--- Exercise prompt ---
Retype all of the data. Every line must match exactly.

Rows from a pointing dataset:
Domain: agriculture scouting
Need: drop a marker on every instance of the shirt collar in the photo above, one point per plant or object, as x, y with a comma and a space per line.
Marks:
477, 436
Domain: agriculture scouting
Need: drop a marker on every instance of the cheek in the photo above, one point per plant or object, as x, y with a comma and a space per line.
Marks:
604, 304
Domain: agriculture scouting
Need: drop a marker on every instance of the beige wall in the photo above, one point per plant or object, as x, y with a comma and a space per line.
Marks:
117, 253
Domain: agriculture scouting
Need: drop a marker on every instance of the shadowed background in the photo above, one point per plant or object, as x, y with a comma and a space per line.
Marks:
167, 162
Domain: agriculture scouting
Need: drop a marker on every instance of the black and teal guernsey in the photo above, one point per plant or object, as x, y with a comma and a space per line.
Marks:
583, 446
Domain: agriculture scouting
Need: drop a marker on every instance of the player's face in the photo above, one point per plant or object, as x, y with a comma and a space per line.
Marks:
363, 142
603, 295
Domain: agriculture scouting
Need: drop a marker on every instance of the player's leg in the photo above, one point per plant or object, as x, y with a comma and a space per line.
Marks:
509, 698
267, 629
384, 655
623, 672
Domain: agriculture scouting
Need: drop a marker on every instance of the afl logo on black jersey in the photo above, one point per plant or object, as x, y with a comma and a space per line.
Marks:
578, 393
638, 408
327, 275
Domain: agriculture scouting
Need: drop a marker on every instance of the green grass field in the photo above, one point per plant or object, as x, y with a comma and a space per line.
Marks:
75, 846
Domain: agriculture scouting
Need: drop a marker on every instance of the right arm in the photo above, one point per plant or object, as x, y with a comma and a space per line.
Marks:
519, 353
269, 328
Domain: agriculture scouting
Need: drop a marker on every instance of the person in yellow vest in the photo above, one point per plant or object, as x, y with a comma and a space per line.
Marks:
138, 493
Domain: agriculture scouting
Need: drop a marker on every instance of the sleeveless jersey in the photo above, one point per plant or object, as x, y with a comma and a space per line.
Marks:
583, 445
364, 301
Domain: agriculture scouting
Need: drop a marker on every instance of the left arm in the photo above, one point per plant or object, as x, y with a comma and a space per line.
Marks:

--- Answer to this task ---
Domain: agriculture scouting
Need: drop a marker on every instance of the shirt collar in the photo above, one point per plant or object, as x, y with a comma and a space per line.
Marks:
477, 436
Domain: agriculture scouting
Need: drop a marker on every instance of the cheek in the photo above, one point per plant or object, as x, y with a comma and a space per line.
Marks:
604, 304
Domain: agriculture scouting
Need: drop a marker on every instance of the beige wall in the photo above, one point per plant or object, as x, y with a comma and a space per line.
Marks:
117, 253
Domain: agriculture scouting
Need: drop a marker on every instance of the shadowed background in the photo above, one point per plant or object, as x, y with a comma and a space per line.
Marks:
167, 162
Domain: agriculture scouting
Need: drop a marker on every instance of the black and teal guernsey in the photo above, one point per plant or object, as x, y with a comma and a space per line.
Marks:
583, 446
Domain: agriculture scouting
Need: drop a marker on every instance of the player's face in the photo above, one point per plant or object, as x, y with a comma and a space per line.
Marks:
363, 142
603, 295
Domain: agriculture scouting
Need: drop a marker on every instance of the player's leg in the photo above, one point per plant or object, as x, y with a comma and a space per line.
Marks:
509, 698
267, 629
384, 655
623, 672
Domain: agriculture scouting
Need: drop a marker on every instance of the afl logo on black jersey in the photo above, one point per plant or object, as x, y with a comma and a space per line.
Marks:
578, 393
638, 408
327, 275
Domain: agriculture scouting
Need: drop a marker on every instance of the green grass field in the photo above, one point per plant or object, as x, y with a comma and a space per line.
Marks:
75, 846
Domain: agriculture scouting
Need: drop a marker on every instance of the right arm in the photo above, one point per plant or object, as x, y with a comma and a space per line.
Marks:
519, 353
269, 328
Domain: agriculture scouting
Need: drop a marker on every instance of the person in yellow vest in the photo above, one point per plant or object, as x, y with a comma and a space per line.
Marks:
138, 493
Domain: agriculture scouting
Need: drop a marker on every instance of the sleeveless jersey in the photo above, one point per plant or object, as x, y with a comma and a space per line.
Marks:
583, 445
364, 301
Domain: agriculture scouting
Need: drop a marker on every instance of the left arm in the photo above, one point per plant or object, as x, y with a comma and a space per line.
Marks:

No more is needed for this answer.